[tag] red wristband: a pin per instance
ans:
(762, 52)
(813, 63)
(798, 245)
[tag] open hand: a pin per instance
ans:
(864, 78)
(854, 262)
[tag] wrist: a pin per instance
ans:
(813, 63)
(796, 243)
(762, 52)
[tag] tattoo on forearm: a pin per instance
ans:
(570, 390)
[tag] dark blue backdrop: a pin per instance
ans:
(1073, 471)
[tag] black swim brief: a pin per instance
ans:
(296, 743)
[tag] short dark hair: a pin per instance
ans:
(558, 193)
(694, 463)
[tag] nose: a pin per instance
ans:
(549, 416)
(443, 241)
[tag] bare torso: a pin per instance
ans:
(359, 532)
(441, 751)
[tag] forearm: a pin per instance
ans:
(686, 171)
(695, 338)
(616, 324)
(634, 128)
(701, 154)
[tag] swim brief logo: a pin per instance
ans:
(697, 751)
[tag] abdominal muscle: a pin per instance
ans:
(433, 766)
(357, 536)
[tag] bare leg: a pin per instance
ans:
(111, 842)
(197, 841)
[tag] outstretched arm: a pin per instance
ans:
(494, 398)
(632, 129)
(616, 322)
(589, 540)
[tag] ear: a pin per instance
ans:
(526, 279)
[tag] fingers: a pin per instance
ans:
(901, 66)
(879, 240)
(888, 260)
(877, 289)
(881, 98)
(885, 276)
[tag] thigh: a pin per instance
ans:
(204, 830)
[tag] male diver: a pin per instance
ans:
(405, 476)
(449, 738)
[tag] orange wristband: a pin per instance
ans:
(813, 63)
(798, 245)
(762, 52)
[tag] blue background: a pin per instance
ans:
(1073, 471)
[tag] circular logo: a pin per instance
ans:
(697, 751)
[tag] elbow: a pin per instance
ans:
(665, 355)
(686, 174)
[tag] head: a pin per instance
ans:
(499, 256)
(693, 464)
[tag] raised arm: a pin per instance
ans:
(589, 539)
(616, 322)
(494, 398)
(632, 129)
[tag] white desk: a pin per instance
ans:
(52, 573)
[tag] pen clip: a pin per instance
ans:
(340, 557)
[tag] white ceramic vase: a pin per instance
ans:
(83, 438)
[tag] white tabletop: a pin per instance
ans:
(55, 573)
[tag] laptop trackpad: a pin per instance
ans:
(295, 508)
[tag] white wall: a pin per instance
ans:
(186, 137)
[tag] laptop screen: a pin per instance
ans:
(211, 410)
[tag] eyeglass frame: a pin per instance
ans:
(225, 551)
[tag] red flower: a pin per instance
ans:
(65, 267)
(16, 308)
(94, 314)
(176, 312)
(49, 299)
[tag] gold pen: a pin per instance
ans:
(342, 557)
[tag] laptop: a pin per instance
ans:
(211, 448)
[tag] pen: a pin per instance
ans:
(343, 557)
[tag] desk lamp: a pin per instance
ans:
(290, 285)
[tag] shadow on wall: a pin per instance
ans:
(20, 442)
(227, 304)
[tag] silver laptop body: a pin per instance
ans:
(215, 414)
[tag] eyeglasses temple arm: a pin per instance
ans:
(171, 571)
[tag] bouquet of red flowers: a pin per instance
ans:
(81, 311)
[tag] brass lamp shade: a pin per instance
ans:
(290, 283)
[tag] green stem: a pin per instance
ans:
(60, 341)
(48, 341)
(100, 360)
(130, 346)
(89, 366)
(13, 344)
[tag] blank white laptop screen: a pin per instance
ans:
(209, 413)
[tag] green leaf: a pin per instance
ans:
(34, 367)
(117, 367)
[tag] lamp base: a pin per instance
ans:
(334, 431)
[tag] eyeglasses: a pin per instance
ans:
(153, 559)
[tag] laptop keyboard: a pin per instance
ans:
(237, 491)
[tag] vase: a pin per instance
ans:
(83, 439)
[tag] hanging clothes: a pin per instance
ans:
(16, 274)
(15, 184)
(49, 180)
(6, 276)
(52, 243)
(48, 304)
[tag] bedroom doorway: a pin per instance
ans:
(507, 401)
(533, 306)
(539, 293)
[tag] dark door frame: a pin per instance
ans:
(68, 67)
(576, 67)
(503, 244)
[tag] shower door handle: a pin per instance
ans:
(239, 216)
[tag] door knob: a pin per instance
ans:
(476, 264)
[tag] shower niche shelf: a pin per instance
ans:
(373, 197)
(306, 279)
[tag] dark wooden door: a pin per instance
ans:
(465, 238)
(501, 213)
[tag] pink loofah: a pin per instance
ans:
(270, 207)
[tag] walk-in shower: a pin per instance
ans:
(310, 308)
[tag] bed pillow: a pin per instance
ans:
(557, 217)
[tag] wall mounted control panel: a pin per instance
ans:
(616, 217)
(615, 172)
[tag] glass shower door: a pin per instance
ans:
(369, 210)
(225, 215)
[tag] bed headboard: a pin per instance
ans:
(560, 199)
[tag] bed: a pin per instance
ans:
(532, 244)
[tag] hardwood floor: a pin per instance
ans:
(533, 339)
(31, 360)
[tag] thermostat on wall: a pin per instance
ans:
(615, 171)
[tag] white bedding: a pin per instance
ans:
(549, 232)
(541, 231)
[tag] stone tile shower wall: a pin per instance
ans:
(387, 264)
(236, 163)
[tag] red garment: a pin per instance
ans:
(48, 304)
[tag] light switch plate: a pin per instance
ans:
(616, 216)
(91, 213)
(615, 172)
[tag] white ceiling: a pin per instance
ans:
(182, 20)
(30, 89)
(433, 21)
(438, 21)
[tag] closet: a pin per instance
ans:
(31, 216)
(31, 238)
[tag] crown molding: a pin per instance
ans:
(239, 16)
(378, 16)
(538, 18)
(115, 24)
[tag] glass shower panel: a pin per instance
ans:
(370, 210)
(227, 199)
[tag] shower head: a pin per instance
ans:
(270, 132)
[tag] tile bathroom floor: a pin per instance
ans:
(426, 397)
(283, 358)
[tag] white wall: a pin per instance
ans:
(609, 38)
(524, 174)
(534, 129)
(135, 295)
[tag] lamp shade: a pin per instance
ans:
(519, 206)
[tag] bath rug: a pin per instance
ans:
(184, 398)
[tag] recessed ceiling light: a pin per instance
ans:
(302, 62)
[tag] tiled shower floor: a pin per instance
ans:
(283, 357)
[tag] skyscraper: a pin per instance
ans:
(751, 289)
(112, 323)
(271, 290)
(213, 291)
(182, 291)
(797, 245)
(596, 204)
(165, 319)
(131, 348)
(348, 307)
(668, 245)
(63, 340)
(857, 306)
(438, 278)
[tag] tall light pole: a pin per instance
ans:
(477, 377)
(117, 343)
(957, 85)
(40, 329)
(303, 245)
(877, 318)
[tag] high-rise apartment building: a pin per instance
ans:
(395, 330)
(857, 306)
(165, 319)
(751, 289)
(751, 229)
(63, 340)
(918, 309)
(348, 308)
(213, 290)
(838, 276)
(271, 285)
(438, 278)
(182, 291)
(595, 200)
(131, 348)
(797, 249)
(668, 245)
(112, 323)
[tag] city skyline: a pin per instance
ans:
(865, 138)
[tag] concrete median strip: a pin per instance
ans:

- - - - -

All the data needs repeating. Return it exactly.

[tag] red wristband: a pin per instance
ans:
(762, 52)
(813, 63)
(798, 245)
[tag] open hand: a pin per instance
ans:
(864, 78)
(854, 262)
[tag] wrist: a pin per instance
ans:
(813, 63)
(796, 243)
(762, 52)
[tag] tattoo on forearm: a pin per instance
ans:
(570, 390)
[tag] dark blue backdrop: a pin per instance
ans:
(1073, 471)
[tag] black swim brief: a pin per instance
ans:
(296, 743)
[tag] short dark hair: a pin per instance
ans:
(558, 193)
(694, 463)
[tag] nose: a pin per instance
ans:
(549, 416)
(443, 241)
[tag] bare torso: a pin per instance
ans:
(359, 532)
(441, 751)
[tag] forearm: a pin per instance
ans:
(686, 171)
(695, 338)
(616, 324)
(634, 128)
(701, 154)
[tag] swim brief logo: a pin per instance
ans:
(697, 751)
[tag] abdominal muscle: a pin per instance
ans:
(433, 766)
(357, 536)
[tag] bare leg: a pin per instance
ans:
(111, 842)
(197, 841)
[tag] outstretched arm: a pin per instance
ans:
(494, 398)
(632, 129)
(616, 322)
(589, 540)
[tag] ear: a pin per instance
ans:
(526, 279)
[tag] fingers: a pin per instance
ans:
(901, 66)
(879, 240)
(888, 260)
(877, 289)
(881, 98)
(885, 276)
[tag] thigh: a pin per instance
ans:
(204, 830)
[tag] male diver: a pin per instance
ans:
(405, 476)
(449, 738)
[tag] orange wristband: a pin per instance
ans:
(813, 63)
(798, 245)
(762, 52)
[tag] blue background: a pin per instance
ans:
(1073, 471)
[tag] circular logo: a pin per instance
ans:
(697, 751)
[tag] elbow: a pin per instance
ans:
(665, 355)
(686, 174)
[tag] head: a pin per instance
ans:
(499, 256)
(693, 464)
[tag] raised arm: a pin per instance
ans:
(589, 539)
(616, 322)
(494, 398)
(632, 129)
[tag] white desk: a pin per instance
ans:
(52, 573)
[tag] pen clip: a pin per instance
ans:
(340, 557)
[tag] white ceramic vase: a pin per instance
ans:
(83, 438)
[tag] white tabletop: a pin per instance
ans:
(55, 573)
[tag] laptop trackpad: a pin per instance
ans:
(295, 508)
[tag] white wall: a pin per instance
ans:
(186, 137)
[tag] laptop screen: a pin per instance
ans:
(211, 410)
[tag] eyeglass frame: a pin per instance
ans:
(225, 551)
[tag] red flower: a pin per instance
ans:
(65, 267)
(16, 308)
(94, 314)
(176, 312)
(49, 299)
[tag] gold pen: a pin per instance
ans:
(342, 557)
[tag] laptop: a pin per instance
ans:
(211, 448)
[tag] pen: a pin per instance
ans:
(343, 557)
[tag] desk lamp: a pin per instance
ans:
(290, 285)
[tag] shadow on wall: a pin per instance
ans:
(20, 442)
(227, 304)
[tag] silver laptop body: a pin per instance
ans:
(215, 414)
[tag] eyeglasses temple arm: a pin per instance
ans:
(171, 571)
[tag] bouquet of red flowers: a pin per instance
ans:
(81, 311)
[tag] brass lamp shade: a pin per instance
ans:
(290, 283)
[tag] green stem: a pin per instance
ans:
(60, 341)
(48, 341)
(100, 360)
(130, 346)
(89, 366)
(13, 344)
[tag] blank white laptop screen: a pin per instance
ans:
(209, 413)
[tag] green leaf: a pin per instance
ans:
(34, 367)
(117, 367)
[tag] lamp base: a pin per instance
ans:
(334, 431)
[tag] eyeglasses: a pin per instance
ans:
(153, 559)
[tag] laptop keyboard: a pin per instance
ans:
(237, 491)
[tag] vase: a pin per instance
ans:
(83, 439)
[tag] hanging clothes: a pin per instance
ans:
(16, 274)
(15, 184)
(49, 180)
(6, 276)
(52, 243)
(48, 304)
[tag] bedroom doorway: a pin per instance
ans:
(507, 401)
(533, 306)
(539, 293)
[tag] dark door frame: a pin per instance
ans:
(68, 67)
(576, 67)
(503, 244)
[tag] shower door handle: a pin per instance
ans:
(239, 216)
[tag] door knob: a pin per instance
ans:
(476, 264)
[tag] shower niche shelf: a pin per instance
ans:
(373, 197)
(306, 279)
[tag] dark wooden door: a pin per instance
ans:
(465, 238)
(501, 213)
[tag] pink loofah: a pin per instance
ans:
(270, 207)
[tag] walk-in shower: a pin per instance
ans:
(310, 308)
[tag] bed pillow: a pin per instance
ans:
(557, 217)
[tag] wall mounted control panel: a pin per instance
ans:
(616, 217)
(615, 172)
[tag] glass shower door: a pin per instance
ans:
(369, 210)
(225, 215)
[tag] bed headboard: a pin per instance
ans:
(560, 199)
[tag] bed: a pin per instance
ans:
(532, 244)
[tag] hardwood floor: a pin per instance
ans:
(533, 339)
(31, 360)
[tag] thermostat on wall: a pin per instance
ans:
(615, 171)
[tag] white bedding: a pin per instance
ans:
(549, 232)
(541, 231)
[tag] stone tile shower wall: a pin per instance
ans:
(387, 264)
(236, 163)
[tag] red garment: a pin per instance
ans:
(48, 304)
[tag] light switch plate: a pin per instance
ans:
(616, 216)
(91, 213)
(615, 172)
[tag] white ceiling: a pin per instance
ans:
(182, 20)
(30, 89)
(433, 21)
(438, 21)
[tag] closet: a pin per instance
ans:
(31, 216)
(31, 238)
[tag] crown molding: a pin per instance
ans:
(239, 16)
(378, 16)
(538, 18)
(115, 24)
[tag] glass shower panel: a pin per instance
ans:
(370, 210)
(227, 199)
[tag] shower head: a pin per instance
ans:
(270, 132)
[tag] tile bathroom floor: a pin per instance
ans:
(426, 397)
(283, 358)
[tag] white wall: a pin per instance
ans:
(609, 38)
(524, 174)
(534, 129)
(135, 295)
[tag] lamp shade: a pin per instance
ans:
(519, 206)
[tag] bath rug: a pin per instance
ans:
(184, 398)
[tag] recessed ceiling light: a pin per instance
ans:
(302, 62)
[tag] tiled shower floor: a pin per instance
ans:
(283, 357)
[tag] skyscraper: a pin per instance
ans:
(751, 289)
(112, 323)
(271, 290)
(213, 291)
(182, 291)
(797, 245)
(596, 204)
(165, 319)
(131, 348)
(348, 307)
(668, 245)
(63, 340)
(857, 306)
(438, 278)
[tag] tall light pole: a pin per instance
ans:
(477, 377)
(117, 343)
(957, 85)
(40, 329)
(303, 245)
(877, 318)
[tag] high-rise apartment building: a pin per instance
ans:
(395, 330)
(857, 306)
(165, 319)
(751, 289)
(751, 229)
(63, 340)
(918, 309)
(348, 308)
(213, 290)
(838, 276)
(271, 285)
(438, 278)
(182, 291)
(595, 200)
(131, 348)
(797, 249)
(668, 245)
(112, 323)
[tag] city skyline: a pin per instance
ans:
(865, 138)
[tag] concrete median strip: a pin per instance
ans:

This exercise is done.